Reproduce the entries starting at the line that contains "Task: confirm every instance of the man in blue" and ending at the line that contains "[[149, 403]]", swapping each "jacket" for "coat" and leaving everything else as it stands. Give only those lines.

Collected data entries

>>>

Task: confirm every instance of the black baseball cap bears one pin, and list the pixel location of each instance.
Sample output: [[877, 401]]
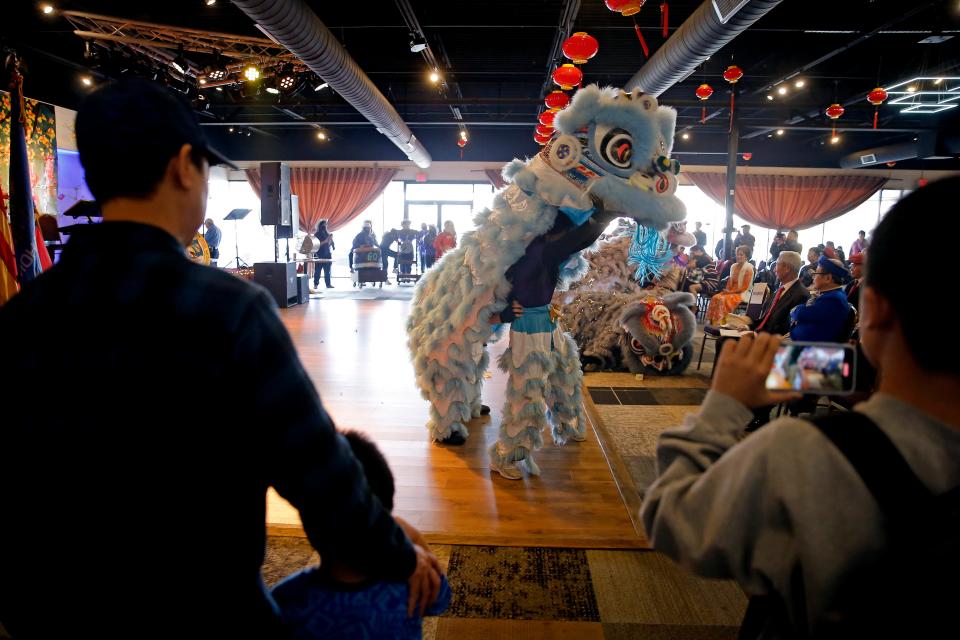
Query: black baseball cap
[[133, 120]]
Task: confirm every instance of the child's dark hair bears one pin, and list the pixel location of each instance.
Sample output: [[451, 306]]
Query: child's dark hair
[[379, 476]]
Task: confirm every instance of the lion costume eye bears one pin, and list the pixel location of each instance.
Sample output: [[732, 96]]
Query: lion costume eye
[[616, 147]]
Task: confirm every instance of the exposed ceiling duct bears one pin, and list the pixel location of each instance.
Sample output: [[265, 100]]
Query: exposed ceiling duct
[[697, 39], [926, 145], [295, 26]]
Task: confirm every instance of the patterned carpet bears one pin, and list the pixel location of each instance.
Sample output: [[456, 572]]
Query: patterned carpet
[[544, 593]]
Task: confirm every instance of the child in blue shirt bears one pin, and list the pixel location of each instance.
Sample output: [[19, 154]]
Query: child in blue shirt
[[334, 601]]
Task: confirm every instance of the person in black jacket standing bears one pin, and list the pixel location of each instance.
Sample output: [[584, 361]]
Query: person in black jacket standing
[[130, 510]]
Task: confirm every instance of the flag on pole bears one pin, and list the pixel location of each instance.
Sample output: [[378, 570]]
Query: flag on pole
[[8, 260], [21, 198]]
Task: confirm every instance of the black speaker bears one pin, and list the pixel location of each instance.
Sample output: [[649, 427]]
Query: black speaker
[[303, 288], [280, 279], [275, 194]]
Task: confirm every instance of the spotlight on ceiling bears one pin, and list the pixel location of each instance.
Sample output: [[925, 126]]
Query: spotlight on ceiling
[[417, 44], [286, 78], [180, 63]]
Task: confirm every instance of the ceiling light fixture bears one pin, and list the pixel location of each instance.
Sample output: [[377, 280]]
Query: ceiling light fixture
[[417, 44]]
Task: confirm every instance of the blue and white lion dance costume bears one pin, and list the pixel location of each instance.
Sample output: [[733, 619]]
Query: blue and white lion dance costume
[[611, 148]]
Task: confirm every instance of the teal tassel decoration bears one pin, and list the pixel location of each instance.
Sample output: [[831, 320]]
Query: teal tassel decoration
[[649, 251]]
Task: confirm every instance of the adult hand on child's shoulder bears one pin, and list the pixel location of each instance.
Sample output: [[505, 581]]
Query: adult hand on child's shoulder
[[424, 582]]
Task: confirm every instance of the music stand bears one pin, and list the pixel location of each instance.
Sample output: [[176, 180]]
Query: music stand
[[235, 215]]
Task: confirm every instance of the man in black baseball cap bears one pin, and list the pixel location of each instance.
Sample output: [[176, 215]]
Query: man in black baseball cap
[[183, 400]]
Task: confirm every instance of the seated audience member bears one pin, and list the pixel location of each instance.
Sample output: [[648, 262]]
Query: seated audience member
[[126, 445], [777, 246], [738, 284], [852, 288], [826, 315], [775, 313], [792, 243], [806, 272], [795, 513], [335, 600]]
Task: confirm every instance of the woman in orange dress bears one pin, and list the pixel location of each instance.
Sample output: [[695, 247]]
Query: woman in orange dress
[[741, 277], [446, 240]]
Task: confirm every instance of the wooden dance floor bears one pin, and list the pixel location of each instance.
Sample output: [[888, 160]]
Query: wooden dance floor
[[356, 353]]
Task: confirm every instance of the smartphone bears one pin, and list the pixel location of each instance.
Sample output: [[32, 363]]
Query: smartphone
[[821, 368]]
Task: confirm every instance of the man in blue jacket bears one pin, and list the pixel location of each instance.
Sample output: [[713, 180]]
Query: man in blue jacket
[[825, 317]]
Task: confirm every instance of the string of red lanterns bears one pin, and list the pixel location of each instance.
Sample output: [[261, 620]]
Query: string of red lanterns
[[876, 98]]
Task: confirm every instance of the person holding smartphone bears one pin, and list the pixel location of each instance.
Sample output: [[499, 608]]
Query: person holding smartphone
[[786, 513]]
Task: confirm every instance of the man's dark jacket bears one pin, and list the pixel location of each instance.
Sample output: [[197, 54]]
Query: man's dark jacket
[[149, 403]]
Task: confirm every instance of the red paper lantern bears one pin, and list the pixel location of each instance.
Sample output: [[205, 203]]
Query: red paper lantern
[[557, 100], [580, 47], [732, 74], [834, 111], [625, 7], [545, 130], [568, 77], [877, 96]]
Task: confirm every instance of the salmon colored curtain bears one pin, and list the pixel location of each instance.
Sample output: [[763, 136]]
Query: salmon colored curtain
[[493, 175], [790, 202], [337, 194]]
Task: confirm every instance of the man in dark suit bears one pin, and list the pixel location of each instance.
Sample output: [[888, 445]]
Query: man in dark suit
[[775, 314]]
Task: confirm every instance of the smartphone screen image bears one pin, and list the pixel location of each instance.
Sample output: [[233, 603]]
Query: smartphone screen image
[[821, 368]]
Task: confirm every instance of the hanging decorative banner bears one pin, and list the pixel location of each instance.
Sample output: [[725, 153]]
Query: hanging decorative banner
[[732, 74], [580, 47], [876, 98], [703, 94], [833, 112], [568, 77], [556, 100]]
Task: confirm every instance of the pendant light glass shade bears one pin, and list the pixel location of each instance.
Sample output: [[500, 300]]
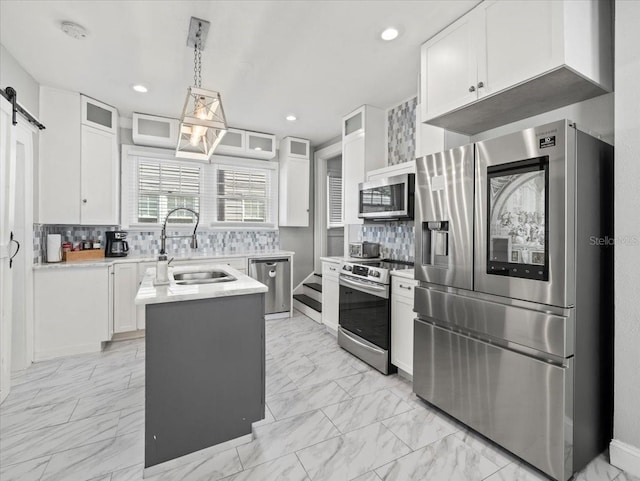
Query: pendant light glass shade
[[203, 124]]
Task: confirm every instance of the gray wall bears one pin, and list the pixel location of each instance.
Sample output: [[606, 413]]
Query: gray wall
[[627, 227], [13, 75]]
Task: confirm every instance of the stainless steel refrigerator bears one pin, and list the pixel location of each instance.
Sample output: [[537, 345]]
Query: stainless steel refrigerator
[[514, 325]]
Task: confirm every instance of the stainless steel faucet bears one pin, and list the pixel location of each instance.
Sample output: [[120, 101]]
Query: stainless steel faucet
[[164, 236]]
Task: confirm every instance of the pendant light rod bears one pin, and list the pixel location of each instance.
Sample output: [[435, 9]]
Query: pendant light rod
[[197, 25]]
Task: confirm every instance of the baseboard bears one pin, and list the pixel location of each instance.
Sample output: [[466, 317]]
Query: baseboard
[[625, 457], [67, 351]]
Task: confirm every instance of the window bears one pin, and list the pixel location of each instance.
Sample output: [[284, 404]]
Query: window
[[166, 186], [334, 200], [229, 192], [244, 195]]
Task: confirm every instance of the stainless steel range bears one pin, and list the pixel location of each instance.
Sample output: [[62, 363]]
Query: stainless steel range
[[365, 310]]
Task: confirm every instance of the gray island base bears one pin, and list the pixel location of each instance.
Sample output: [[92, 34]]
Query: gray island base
[[205, 379]]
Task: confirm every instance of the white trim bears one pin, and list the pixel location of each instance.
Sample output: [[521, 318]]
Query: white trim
[[196, 456], [67, 351], [625, 457], [320, 215]]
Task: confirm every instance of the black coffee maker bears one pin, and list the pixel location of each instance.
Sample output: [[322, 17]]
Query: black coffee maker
[[116, 246]]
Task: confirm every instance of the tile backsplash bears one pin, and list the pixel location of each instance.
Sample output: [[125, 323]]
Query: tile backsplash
[[147, 243], [401, 133], [396, 239]]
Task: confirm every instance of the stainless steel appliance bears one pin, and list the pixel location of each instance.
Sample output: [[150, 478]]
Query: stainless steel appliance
[[364, 250], [116, 245], [365, 311], [275, 273], [387, 199], [514, 328]]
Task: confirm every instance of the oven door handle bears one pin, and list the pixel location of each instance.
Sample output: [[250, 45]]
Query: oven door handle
[[380, 291]]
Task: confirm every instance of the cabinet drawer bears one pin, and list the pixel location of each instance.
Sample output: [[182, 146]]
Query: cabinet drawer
[[329, 269], [403, 287]]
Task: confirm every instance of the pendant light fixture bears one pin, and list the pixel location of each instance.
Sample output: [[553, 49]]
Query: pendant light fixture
[[203, 123]]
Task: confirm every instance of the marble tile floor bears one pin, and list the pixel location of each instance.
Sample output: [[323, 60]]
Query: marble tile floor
[[329, 417]]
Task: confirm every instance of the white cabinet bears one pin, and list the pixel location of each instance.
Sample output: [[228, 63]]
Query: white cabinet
[[537, 55], [72, 310], [330, 295], [392, 170], [78, 168], [140, 310], [294, 182], [59, 158], [402, 316], [363, 149], [99, 177], [244, 143], [125, 287]]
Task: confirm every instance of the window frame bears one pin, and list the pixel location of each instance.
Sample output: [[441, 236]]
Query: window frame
[[129, 193]]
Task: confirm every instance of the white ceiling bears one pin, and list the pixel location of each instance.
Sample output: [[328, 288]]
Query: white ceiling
[[316, 59]]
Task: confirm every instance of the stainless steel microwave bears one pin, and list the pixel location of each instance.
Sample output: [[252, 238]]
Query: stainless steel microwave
[[391, 198]]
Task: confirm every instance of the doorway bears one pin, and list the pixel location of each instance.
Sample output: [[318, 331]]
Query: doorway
[[22, 268], [328, 235]]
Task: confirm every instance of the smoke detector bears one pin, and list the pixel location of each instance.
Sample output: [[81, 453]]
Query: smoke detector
[[74, 30]]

<<<

### Output for this exercise
Task: confirm every instance of the man in blue coat bears one pin, and list the pixel location of each instance.
Sample output: [[713, 180]]
Query: man in blue coat
[[825, 317]]
Task: confirm every instance of the string of red lanterns bears one pin, and list the pixel location of each instance.
Sample output: [[261, 620]]
Query: string of red lanterns
[[876, 98]]
Task: confirm every instance of the person holding smartphone bears one pin, and list the pixel location of each instance.
Sample output: [[499, 608]]
Query: person holding smartphone
[[786, 513]]
Task: confirm every instance of the man's dark coat bears one pin, and list the pixel location of each instance.
Sample output: [[197, 54]]
Query: man's dark coat
[[149, 403]]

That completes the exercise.